• TASK DESCRIPTION: In the records below, quote everything from the line containing "output [[178, 178]]." down to the line containing "[[501, 235], [458, 228], [252, 229]]", both included, reproducing those lines without any change and nothing else.

• RECORDS SUPPLIED:
===

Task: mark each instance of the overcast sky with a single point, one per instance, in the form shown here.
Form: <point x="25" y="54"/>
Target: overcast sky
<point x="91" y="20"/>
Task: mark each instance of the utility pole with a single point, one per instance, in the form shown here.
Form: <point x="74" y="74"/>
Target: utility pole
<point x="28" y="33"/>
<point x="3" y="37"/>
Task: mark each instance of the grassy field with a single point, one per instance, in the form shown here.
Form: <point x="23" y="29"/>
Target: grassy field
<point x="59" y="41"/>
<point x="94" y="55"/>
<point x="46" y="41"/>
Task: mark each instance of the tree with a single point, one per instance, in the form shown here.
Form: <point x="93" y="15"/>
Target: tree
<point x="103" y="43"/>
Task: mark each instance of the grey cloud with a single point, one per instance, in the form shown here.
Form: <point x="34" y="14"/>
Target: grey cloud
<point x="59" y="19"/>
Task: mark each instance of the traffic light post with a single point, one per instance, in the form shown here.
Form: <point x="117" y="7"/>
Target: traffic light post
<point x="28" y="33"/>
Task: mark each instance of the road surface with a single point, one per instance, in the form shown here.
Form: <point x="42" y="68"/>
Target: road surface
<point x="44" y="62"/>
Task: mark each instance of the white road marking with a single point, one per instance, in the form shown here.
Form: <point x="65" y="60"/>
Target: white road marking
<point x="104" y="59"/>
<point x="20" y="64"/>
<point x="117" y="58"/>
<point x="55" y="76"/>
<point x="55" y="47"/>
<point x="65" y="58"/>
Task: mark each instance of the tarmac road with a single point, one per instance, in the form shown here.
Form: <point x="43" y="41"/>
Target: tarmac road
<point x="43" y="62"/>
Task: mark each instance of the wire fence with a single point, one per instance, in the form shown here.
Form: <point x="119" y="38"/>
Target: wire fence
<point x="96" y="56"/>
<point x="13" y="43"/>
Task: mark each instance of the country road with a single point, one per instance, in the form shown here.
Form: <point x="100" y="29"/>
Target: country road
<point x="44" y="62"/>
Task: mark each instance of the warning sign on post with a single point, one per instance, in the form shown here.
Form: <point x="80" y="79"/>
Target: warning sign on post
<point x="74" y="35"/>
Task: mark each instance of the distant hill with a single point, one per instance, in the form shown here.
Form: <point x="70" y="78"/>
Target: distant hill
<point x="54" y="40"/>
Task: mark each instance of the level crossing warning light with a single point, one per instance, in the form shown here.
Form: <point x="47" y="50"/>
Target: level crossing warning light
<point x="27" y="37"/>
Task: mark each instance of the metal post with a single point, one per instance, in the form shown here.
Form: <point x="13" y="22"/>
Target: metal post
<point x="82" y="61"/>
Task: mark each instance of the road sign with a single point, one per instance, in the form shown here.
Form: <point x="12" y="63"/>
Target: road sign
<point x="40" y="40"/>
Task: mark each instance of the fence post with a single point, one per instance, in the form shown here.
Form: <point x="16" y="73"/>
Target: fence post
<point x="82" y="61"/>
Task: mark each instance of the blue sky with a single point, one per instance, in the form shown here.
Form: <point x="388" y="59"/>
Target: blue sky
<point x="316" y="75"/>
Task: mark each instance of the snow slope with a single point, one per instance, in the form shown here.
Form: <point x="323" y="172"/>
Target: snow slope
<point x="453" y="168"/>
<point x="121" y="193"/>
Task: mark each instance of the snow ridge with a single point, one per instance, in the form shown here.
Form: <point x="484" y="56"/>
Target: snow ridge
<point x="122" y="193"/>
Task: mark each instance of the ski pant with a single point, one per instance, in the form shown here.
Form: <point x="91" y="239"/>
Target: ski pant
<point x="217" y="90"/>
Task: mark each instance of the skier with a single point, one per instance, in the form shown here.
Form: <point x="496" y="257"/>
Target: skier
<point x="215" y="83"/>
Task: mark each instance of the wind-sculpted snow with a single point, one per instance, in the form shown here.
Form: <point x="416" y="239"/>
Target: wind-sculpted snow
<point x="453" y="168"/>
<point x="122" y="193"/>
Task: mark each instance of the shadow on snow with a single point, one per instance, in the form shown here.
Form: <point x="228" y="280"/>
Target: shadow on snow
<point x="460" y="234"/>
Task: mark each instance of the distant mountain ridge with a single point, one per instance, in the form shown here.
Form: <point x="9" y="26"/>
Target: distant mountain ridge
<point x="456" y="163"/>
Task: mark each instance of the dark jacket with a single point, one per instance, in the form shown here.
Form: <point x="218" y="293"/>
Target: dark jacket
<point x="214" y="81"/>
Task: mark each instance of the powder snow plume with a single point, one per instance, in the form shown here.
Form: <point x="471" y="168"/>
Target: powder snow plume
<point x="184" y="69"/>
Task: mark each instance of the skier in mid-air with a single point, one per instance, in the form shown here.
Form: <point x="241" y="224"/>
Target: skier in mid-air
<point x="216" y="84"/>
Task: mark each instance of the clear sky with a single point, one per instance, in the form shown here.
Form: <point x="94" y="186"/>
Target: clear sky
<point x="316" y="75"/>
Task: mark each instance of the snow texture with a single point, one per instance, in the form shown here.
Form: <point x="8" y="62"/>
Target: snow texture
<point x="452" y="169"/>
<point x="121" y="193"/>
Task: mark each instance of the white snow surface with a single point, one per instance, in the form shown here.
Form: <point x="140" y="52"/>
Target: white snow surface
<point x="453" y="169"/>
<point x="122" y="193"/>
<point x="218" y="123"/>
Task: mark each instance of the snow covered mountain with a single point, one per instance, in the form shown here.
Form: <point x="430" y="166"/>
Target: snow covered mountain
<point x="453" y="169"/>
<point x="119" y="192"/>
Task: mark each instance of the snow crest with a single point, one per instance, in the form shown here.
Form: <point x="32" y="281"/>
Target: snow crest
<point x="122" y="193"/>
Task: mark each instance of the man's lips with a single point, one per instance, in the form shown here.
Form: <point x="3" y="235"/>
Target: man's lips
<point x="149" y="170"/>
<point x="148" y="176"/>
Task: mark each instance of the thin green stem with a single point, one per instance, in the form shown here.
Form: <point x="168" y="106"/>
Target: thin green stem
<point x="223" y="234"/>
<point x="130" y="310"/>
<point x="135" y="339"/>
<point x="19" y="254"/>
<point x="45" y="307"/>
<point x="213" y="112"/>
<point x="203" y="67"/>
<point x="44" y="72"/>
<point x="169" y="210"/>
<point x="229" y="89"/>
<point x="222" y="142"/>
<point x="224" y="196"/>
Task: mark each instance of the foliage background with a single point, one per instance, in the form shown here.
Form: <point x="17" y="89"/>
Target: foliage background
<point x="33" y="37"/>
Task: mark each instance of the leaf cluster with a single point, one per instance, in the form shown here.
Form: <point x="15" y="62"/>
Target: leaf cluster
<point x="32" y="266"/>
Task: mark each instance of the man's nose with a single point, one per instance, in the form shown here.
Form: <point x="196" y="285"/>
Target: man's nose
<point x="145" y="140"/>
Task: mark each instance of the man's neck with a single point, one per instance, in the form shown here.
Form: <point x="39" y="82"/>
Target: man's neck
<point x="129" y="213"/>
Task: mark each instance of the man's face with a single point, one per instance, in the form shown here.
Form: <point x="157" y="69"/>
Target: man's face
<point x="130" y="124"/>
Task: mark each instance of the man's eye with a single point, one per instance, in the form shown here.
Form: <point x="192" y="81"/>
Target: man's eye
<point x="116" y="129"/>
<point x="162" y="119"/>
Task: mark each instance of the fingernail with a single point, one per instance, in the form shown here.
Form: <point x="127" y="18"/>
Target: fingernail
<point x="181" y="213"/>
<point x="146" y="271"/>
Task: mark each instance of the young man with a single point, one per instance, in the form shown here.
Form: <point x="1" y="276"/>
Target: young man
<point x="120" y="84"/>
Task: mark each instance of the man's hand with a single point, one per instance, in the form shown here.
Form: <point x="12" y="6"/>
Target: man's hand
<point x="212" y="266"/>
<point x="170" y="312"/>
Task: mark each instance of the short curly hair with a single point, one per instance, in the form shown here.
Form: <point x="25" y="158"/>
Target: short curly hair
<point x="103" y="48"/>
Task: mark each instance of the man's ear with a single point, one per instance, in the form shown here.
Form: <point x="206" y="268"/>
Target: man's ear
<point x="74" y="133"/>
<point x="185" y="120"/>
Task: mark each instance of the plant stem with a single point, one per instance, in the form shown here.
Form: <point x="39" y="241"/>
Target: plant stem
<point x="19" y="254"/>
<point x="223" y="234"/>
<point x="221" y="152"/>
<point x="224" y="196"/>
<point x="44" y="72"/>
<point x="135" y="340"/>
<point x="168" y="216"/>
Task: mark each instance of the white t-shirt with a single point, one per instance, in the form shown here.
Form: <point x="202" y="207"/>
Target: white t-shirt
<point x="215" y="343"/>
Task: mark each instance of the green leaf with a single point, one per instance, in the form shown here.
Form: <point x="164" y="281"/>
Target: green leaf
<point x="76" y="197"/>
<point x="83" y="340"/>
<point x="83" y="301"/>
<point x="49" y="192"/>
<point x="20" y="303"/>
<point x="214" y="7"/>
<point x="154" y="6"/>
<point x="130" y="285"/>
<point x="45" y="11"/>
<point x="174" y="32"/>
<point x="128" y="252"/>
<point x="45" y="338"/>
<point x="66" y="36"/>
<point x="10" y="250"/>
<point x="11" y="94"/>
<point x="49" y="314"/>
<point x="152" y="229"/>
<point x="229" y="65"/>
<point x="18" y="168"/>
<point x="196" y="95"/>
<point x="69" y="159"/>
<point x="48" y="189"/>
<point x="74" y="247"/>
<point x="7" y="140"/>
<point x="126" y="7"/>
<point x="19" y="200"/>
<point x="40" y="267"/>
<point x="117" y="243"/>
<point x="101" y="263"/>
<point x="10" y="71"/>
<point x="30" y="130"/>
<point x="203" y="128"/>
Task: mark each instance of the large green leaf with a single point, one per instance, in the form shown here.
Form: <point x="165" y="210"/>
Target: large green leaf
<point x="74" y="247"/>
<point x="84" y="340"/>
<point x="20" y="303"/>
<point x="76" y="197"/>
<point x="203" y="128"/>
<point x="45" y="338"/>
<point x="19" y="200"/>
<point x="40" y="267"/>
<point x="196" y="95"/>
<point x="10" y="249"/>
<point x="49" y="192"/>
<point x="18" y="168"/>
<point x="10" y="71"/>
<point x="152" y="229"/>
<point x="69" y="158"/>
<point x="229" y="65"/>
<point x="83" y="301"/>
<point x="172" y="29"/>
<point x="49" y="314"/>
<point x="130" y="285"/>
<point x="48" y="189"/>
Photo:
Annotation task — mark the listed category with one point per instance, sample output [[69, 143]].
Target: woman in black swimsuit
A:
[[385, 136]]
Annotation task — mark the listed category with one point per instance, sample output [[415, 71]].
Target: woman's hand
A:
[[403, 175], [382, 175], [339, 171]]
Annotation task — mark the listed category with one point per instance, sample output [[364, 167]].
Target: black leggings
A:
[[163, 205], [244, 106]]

===

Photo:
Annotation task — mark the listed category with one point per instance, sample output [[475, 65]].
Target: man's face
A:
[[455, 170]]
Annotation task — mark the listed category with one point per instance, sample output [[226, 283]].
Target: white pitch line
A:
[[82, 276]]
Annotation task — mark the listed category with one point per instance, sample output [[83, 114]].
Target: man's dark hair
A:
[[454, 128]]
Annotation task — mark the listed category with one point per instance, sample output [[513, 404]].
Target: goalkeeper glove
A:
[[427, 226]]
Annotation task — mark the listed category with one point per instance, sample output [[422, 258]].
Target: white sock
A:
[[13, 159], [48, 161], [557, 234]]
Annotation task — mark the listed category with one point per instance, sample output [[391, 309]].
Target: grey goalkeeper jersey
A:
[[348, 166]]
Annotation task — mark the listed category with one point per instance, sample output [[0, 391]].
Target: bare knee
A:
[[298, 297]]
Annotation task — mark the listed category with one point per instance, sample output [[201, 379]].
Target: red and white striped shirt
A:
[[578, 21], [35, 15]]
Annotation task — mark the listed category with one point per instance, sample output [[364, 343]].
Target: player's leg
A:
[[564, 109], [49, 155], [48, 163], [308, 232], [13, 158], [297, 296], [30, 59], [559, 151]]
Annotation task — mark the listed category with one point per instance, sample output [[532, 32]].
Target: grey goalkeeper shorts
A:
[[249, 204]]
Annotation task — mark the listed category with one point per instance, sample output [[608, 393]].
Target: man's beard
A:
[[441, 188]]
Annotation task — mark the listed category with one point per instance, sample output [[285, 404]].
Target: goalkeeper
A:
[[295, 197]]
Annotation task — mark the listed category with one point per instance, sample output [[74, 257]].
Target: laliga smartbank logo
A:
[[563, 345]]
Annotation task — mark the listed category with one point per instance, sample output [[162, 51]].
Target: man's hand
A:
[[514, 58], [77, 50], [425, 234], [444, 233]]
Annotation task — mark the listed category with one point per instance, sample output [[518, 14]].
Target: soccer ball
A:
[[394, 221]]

===

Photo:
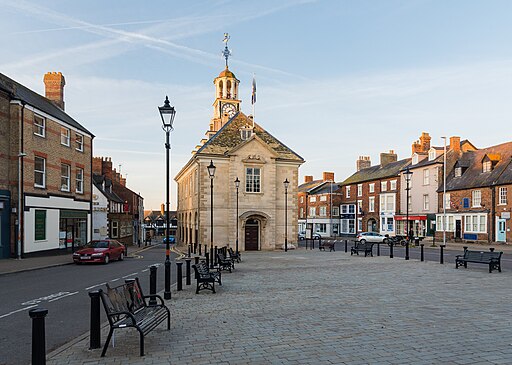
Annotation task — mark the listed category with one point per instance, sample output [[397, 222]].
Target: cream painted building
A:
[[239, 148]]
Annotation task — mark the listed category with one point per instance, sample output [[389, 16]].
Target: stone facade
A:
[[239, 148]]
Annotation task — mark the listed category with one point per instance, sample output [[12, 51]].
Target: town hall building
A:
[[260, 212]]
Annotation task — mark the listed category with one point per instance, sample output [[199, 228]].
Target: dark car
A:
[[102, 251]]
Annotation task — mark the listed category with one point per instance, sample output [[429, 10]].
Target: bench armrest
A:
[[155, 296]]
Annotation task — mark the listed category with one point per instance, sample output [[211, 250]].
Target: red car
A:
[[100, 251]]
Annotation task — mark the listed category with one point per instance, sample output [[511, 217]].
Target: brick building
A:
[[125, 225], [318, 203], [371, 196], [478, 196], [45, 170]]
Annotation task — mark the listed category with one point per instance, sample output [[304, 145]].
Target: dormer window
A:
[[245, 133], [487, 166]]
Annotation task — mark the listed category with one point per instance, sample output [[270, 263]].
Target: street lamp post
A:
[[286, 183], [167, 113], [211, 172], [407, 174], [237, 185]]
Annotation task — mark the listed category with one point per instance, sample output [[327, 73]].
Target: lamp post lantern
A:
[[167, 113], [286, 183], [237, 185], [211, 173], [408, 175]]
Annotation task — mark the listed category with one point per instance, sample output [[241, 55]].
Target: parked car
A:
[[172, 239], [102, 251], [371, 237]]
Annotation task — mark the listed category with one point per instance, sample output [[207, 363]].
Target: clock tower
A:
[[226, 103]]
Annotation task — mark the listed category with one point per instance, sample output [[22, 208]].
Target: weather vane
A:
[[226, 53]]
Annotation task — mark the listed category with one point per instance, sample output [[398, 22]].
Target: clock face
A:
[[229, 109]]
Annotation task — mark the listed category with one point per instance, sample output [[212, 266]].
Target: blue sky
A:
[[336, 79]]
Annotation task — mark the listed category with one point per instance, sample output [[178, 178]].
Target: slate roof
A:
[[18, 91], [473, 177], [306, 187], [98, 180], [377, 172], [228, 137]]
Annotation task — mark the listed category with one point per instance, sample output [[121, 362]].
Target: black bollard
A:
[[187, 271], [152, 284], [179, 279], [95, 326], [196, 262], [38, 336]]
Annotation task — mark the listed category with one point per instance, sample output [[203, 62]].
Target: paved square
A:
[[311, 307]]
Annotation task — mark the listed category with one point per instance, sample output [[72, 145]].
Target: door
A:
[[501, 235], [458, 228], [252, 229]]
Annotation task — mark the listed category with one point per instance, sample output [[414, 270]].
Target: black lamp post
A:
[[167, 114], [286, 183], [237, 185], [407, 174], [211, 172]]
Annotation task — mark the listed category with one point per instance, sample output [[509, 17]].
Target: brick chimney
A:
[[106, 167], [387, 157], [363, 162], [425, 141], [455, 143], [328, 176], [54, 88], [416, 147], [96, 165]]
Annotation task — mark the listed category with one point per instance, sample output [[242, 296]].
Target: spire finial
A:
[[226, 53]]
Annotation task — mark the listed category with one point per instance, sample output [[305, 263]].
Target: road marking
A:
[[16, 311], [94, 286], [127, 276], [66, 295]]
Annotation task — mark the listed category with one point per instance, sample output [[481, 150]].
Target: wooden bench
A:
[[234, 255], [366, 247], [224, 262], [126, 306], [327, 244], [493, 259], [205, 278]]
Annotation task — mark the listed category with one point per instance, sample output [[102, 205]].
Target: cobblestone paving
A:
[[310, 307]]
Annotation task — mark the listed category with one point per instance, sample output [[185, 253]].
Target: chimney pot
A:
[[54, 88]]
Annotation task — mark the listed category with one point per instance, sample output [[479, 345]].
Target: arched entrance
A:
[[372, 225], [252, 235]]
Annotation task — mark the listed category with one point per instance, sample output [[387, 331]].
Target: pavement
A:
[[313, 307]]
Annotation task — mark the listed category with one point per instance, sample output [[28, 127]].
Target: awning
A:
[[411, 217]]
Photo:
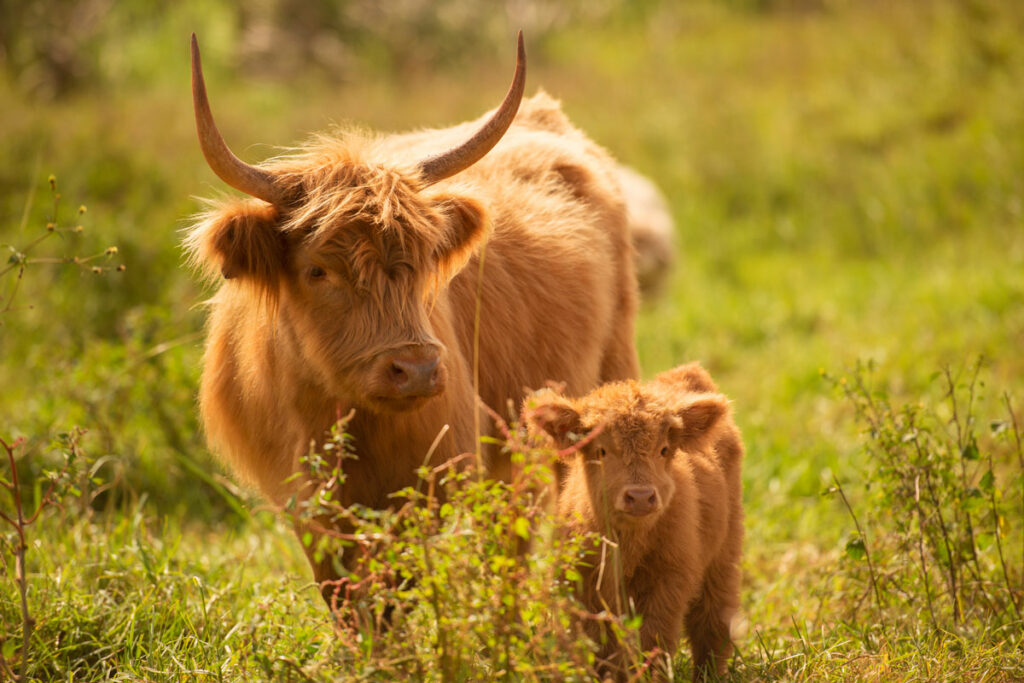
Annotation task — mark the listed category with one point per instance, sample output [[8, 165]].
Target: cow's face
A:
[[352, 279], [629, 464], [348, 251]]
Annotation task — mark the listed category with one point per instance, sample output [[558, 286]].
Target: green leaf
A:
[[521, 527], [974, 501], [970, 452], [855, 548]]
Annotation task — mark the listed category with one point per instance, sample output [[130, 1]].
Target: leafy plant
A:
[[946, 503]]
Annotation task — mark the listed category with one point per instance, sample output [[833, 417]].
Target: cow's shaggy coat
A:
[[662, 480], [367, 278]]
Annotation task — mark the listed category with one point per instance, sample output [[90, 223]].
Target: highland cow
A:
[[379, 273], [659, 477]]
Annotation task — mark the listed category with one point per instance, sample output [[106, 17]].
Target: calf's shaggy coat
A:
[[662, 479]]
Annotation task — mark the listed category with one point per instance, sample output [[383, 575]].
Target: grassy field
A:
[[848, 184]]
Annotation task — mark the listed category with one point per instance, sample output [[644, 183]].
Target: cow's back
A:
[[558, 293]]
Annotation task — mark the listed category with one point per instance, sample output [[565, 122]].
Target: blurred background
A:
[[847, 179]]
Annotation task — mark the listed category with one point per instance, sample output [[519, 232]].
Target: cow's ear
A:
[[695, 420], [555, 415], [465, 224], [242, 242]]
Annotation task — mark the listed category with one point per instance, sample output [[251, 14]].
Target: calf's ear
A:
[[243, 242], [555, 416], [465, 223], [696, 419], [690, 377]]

===

• SOLUTION:
Annotation task — mark the listed category with one point per instance, sample output [[178, 178]].
Target: slate roof
A:
[[18, 91], [473, 177], [306, 187], [98, 180], [377, 172], [228, 137]]
Annotation task — mark the listed category with one point per instance, sample output [[121, 362]].
Target: black bollard
A:
[[187, 271], [152, 284], [179, 279], [95, 326], [196, 262], [38, 336]]
Annotation task — mark the listed category with one point per instance, sample output [[203, 62]].
Target: paved square
A:
[[311, 307]]
Annotation task — mark the listed category with one point per instance, sample output [[72, 145]].
Target: door
A:
[[501, 235], [458, 228], [252, 229]]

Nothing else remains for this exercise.